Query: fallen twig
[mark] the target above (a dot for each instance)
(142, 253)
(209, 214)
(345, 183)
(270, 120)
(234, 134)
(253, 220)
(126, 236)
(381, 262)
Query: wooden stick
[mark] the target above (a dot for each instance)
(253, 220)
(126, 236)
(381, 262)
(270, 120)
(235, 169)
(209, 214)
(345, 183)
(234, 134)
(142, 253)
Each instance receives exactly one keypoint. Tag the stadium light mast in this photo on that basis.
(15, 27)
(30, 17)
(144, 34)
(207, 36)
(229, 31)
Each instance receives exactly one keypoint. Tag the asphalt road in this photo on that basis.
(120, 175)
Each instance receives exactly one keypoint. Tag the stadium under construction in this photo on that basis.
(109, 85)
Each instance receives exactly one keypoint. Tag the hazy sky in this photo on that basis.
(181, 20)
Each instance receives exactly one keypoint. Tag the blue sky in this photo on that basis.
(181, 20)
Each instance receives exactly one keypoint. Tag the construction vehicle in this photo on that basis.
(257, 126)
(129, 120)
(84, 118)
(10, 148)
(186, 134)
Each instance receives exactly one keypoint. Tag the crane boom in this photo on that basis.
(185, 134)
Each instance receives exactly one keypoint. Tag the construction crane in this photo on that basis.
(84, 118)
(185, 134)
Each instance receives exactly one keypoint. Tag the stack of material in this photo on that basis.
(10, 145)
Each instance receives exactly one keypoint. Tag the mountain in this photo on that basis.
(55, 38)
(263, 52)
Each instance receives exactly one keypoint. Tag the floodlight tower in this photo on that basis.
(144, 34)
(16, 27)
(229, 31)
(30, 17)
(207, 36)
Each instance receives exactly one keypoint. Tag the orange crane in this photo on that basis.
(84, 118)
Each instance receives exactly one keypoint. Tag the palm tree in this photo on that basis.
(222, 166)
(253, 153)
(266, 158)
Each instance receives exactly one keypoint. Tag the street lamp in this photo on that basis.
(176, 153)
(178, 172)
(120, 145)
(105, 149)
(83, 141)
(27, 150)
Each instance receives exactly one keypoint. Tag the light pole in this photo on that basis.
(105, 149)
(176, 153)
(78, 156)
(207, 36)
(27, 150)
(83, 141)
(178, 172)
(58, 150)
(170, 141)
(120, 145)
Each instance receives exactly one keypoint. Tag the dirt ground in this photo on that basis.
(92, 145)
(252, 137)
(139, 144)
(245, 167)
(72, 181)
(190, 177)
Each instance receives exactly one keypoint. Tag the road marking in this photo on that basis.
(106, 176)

:: Exercise aim ::
Reproduce all of the material above, replacing every occurrence of "keypoint" with "marker" and leaving everything else unchanged.

:: Answer to this task ::
Query: fallen twig
[mark] the target above (a dot for each instance)
(142, 253)
(209, 214)
(345, 183)
(270, 120)
(234, 134)
(253, 220)
(126, 236)
(381, 262)
Query: wooden stick
[mark] the target above (a dot for each instance)
(253, 220)
(126, 236)
(381, 262)
(270, 120)
(235, 169)
(209, 214)
(345, 183)
(234, 134)
(142, 253)
Each instance receives exactly one marker. Tag the stadium light mast in this photo on that basis.
(15, 27)
(30, 17)
(144, 34)
(207, 36)
(229, 31)
Each instance receives exactly one marker. Tag the asphalt road in this photo on that basis.
(120, 175)
Each instance receives exactly one marker. Tag the stadium under construction in this photo on that basis.
(109, 85)
Each instance receives exactly one marker. Tag the hazy sky in this photo on that basis.
(181, 20)
Each instance receives exactly one marker. Tag the blue sky in this photo on that basis.
(181, 20)
Each instance receives exactly one marker. Tag the construction vehicle in this photo on that basis.
(257, 126)
(129, 120)
(84, 118)
(10, 148)
(186, 134)
Each instance receives exactly one marker. Tag the crane boom in this photo on that basis.
(185, 134)
Each instance receives exactly one marker. Tag the construction crane in this photo on that basis.
(84, 118)
(185, 134)
Each instance receives exactly one marker. Tag the stack of material in this photo on that basis.
(10, 145)
Each instance receives exactly one marker. Tag the mountain in this photo on that basis.
(55, 38)
(263, 52)
Each instance receives exactly one marker. Tag the floodlight tower in this photo on that basis.
(144, 34)
(16, 27)
(229, 31)
(30, 17)
(207, 36)
Each instance receives exactly one marker. Tag the orange crane in this photo on that basis.
(84, 118)
Each instance receives exactly one marker. Tag the palm tree in this photo on that basis.
(222, 166)
(253, 153)
(266, 158)
Each instance receives exactly one marker. Tag the street lamp in this photo on that basis.
(176, 153)
(178, 172)
(120, 145)
(105, 149)
(83, 141)
(27, 150)
Each instance receives exactly one marker. Tag the light pole in this photo on that basis.
(105, 149)
(176, 153)
(78, 156)
(207, 36)
(27, 150)
(83, 141)
(178, 172)
(58, 150)
(170, 141)
(120, 145)
Each instance receives exactly one marker. Tag the dirt ground in this photo on that basis.
(92, 145)
(252, 137)
(139, 144)
(245, 167)
(72, 181)
(190, 177)
Each instance receives exactly one marker. Tag the road marking in this photo on that basis.
(106, 176)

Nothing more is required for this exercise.